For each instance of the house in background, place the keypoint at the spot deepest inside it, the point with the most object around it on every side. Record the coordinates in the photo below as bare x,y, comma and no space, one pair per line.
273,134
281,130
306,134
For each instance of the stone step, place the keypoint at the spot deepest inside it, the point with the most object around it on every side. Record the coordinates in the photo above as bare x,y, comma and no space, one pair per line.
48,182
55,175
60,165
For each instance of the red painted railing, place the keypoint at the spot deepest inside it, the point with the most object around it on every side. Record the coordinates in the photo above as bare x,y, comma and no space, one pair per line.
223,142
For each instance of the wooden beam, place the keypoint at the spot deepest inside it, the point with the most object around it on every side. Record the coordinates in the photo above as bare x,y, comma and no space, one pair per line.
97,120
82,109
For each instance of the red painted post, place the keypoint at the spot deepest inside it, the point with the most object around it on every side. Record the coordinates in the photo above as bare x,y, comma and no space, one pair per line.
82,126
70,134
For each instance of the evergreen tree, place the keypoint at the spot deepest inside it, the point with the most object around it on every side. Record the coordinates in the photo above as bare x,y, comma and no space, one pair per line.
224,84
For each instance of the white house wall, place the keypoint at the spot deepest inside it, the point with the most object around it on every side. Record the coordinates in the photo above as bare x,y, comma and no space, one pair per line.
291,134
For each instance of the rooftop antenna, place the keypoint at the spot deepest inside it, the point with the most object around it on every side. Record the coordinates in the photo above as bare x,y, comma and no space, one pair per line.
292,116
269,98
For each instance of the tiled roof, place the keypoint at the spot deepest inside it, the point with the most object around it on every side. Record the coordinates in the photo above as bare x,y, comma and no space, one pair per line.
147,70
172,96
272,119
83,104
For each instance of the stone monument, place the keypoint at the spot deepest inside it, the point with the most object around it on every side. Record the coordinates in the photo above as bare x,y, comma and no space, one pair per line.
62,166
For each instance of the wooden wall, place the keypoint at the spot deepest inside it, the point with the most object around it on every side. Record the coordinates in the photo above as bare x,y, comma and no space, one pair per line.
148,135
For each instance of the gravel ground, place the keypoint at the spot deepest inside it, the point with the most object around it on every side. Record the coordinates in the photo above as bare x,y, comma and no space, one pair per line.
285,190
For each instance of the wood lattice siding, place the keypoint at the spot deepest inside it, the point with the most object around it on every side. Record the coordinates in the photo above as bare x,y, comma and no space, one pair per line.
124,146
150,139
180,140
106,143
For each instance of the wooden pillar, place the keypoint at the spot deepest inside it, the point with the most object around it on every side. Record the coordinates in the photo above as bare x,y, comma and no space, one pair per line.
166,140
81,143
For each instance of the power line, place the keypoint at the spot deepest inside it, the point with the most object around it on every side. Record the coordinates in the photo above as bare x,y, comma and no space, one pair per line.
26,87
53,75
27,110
--------
* How to complete this task *
Please repeat the data above verbatim, all of it.

* Exercise result *
For each instance of the house in background, place the keypoint at the spot deepest inside it, the point with the most object around it on every side. Record the coordinates in the photo below as bare x,y, comma and no space, one pair per line.
273,134
281,130
306,134
For each instance of the stone step, place the keypoint at the spot deepest inside it, the point with the most object around it on every side. Record the coordinates in the photo above as bare x,y, comma and no space, one pair per line.
48,182
55,175
60,165
For each instance of the red painted railing, place the keypoint at the spot deepest inside it, the point with the most object around it on every side. Record the coordinates in the photo above as bare x,y, comma and no space, one pair per line.
223,142
For each instance of the wooden beam, place the keypoint at the spot deepest inside it, the point with the most object around it on every side. Record the coordinates in the photo above as bare x,y, comma and no space, one pair per line.
97,120
82,109
For each instance of the red painted post, place the keypoint at the spot deepest inside it, the point with the most object around it on every side. Record the coordinates in the photo above as bare x,y, comma and no space, one pair per line.
82,126
70,134
For each instance of the evergreen tree, place the keypoint at the spot deepest inside it, the point with the most object around it on every side. Record the coordinates in the photo above as bare x,y, comma and no space, one pair per line.
224,84
For each instance of the white house wall, place the keypoint at the spot deepest inside it, the point with the most object around it on every side. Record the coordinates in the photo above as bare x,y, comma and no space, one pair per line.
291,134
For each instance of the rooftop antenna, place the keypoint at the spot deepest inside it, the point with the most object around it on every side. Record the coordinates in the photo above as bare x,y, comma and no space, one pair per line.
292,116
269,98
For each instance of the tiled roof, place the keypoint at the spot deepest inside it, the point with the most object around it on every side. Record the coordinates in the photo above as bare x,y, comma and no space, one pair per line.
147,70
172,96
272,119
83,104
For each instance of the stone monument, place the keypoint at the spot deepest inside it, the point with the most object around it on every side. Record the coordinates in the photo above as bare x,y, comma and no space, one pair per line.
62,166
For each instance of the wooden wall, place the keypoint at the spot deepest inside it, the point with the most object around it on every side. Record the coordinates in the photo above as bare x,y, comma and no space, one pair per line.
148,135
For each instance of the gravel ground, place the keypoint at the spot deepest inside it, the point with the most object around it on every side. Record the coordinates in the photo above as bare x,y, comma and no space, one pair per line.
285,190
For each instance of the wood lattice siding, place the keypoint at the spot deepest inside it, the point with the most object around it on every side. Record the coordinates in the photo above as bare x,y, comma and no space, one pair per line.
124,146
150,139
180,140
106,143
For each instance of the wooden pillar, place the keypoint at the spot deepest inside it, the point with the most object around it on every side. Record the coordinates in the photo above as bare x,y, comma and no space, one pair per line.
166,140
81,143
For each instance of the power line, place the keypoint at the spot deepest inside it, the point with the most object around it on every side. Record the coordinates in the photo above as bare x,y, comma and no space, one pair per line.
26,87
53,75
27,110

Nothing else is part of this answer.